Exercise input:
BEGIN
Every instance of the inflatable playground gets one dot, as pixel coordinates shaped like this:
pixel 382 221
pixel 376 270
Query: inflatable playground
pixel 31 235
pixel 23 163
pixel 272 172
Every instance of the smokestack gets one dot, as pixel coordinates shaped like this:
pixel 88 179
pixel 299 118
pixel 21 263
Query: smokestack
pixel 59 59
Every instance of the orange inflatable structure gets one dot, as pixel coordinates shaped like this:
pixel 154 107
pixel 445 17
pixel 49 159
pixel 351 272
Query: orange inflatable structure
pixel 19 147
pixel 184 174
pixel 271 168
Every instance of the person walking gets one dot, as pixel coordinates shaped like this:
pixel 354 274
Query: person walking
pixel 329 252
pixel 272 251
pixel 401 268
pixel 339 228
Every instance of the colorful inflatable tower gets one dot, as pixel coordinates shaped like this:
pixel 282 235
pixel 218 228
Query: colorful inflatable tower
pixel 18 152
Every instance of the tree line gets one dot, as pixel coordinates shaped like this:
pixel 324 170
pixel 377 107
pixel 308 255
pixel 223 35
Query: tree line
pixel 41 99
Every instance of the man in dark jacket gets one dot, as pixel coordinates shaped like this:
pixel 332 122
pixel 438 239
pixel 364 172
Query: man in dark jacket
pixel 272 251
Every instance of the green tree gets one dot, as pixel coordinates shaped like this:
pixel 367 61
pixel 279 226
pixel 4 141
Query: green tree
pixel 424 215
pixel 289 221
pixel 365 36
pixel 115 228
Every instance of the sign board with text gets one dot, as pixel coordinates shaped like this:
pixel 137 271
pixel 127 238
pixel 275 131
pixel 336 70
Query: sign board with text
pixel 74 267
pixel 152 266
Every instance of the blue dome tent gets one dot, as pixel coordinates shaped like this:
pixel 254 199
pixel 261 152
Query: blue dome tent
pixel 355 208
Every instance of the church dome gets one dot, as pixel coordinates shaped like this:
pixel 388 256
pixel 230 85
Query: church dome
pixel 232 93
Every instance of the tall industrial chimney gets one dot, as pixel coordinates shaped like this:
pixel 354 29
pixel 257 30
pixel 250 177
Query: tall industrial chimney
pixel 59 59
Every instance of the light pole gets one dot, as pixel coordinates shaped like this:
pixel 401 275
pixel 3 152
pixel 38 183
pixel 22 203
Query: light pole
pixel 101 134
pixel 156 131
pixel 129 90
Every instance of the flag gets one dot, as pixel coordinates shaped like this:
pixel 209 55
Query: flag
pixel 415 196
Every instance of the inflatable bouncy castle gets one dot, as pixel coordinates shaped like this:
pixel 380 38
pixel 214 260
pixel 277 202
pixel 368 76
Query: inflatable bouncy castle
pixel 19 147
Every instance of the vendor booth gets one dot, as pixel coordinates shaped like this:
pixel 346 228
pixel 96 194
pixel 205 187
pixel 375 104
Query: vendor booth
END
Looking at the entries above, copy out every line in which "booth" occurs.

Reply to the exercise:
Every instance of the vendor booth gets one dot, as pixel coordinates shaped like this:
Query: vendor booth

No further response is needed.